→ **Records**:
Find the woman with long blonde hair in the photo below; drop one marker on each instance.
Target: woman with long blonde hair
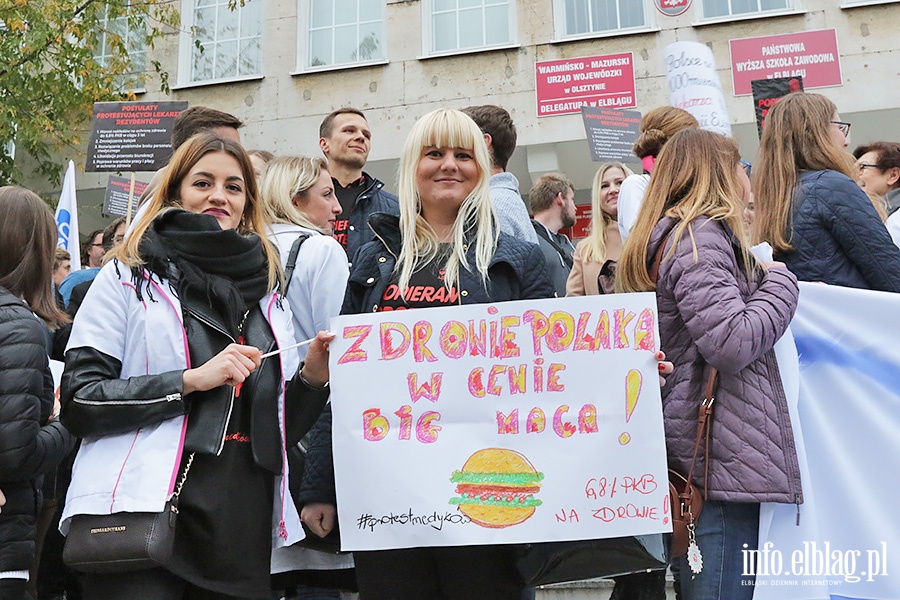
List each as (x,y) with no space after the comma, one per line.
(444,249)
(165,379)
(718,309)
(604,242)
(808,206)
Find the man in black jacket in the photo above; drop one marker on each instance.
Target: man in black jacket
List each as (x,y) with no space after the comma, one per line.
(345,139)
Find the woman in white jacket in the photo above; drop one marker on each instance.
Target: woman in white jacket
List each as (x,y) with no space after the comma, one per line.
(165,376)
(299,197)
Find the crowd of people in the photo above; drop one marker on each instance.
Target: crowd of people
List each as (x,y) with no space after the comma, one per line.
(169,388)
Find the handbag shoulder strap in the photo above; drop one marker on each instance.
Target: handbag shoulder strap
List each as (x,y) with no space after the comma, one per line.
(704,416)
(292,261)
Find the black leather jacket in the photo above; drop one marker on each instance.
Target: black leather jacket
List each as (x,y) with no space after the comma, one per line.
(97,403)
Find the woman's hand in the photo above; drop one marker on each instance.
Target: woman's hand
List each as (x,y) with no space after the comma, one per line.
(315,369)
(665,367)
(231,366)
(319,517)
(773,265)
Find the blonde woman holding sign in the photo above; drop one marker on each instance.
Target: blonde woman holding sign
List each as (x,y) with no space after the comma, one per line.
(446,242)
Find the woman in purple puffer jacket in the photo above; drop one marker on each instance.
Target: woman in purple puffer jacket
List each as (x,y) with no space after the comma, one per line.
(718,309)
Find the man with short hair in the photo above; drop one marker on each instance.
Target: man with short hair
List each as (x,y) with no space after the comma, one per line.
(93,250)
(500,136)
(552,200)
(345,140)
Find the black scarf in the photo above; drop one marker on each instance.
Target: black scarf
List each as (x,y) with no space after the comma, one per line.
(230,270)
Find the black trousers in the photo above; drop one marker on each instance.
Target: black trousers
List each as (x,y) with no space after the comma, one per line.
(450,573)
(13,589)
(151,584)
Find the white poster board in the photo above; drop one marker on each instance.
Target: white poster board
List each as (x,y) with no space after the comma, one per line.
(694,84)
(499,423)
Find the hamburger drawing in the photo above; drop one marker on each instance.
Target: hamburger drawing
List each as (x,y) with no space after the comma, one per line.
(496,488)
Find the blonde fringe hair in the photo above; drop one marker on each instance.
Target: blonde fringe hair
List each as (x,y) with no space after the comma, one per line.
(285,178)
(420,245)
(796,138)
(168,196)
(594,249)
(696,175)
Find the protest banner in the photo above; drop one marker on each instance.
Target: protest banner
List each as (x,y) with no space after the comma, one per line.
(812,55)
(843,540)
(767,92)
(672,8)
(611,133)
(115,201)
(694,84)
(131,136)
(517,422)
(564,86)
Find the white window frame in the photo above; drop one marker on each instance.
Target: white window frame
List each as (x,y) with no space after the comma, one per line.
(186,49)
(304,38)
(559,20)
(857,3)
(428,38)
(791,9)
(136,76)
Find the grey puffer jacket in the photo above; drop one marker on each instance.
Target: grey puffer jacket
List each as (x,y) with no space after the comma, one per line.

→ **Task to complete**: Rewrite everything from the line containing "Find the black trousers" down through the end of the records, putting "pin" wherever "marker" appears and changing nothing else.

→ **The completed task**:
Find the black trousers in the photo above; drop one pin on each instance.
Target: black trousers
List each as (x,y) with no space after the comma, one per line.
(450,573)
(13,589)
(151,584)
Find the white poster board in the photo above; drop one pin on each instance.
Target: white poster board
List each as (x,y) with no space after the comma, one per line.
(694,84)
(499,423)
Find the hamburger drawing in the photo above; drop one pin on each instance.
Target: hamburger drawing
List each as (x,y) with no space after the comma, one per line.
(496,488)
Find the blonde fringe hair in the photo above; drop one pin on each instance.
Target: blonde fringe hair
List each as (x,y) with no space after the comma, one per line.
(285,178)
(420,245)
(796,138)
(168,196)
(594,249)
(696,175)
Find the protest banner in the photo above; drop one pin on each instance.
Target: protest banner
List each as (x,y) with no space after the comma, one per line.
(812,55)
(843,540)
(767,92)
(672,8)
(611,133)
(115,201)
(694,84)
(131,136)
(517,422)
(564,86)
Find the white window frame in the photo above; drop one pin on each instance.
Target: white window frame
List each as (x,y) with no space after the comma, one per line.
(186,49)
(304,38)
(559,20)
(857,3)
(428,38)
(791,9)
(136,76)
Find the grey puffer jacket in the photo above; drop one pin on each instance.
Target: grey puffer jacket
List each as (x,y) with no space after the comma, one per line.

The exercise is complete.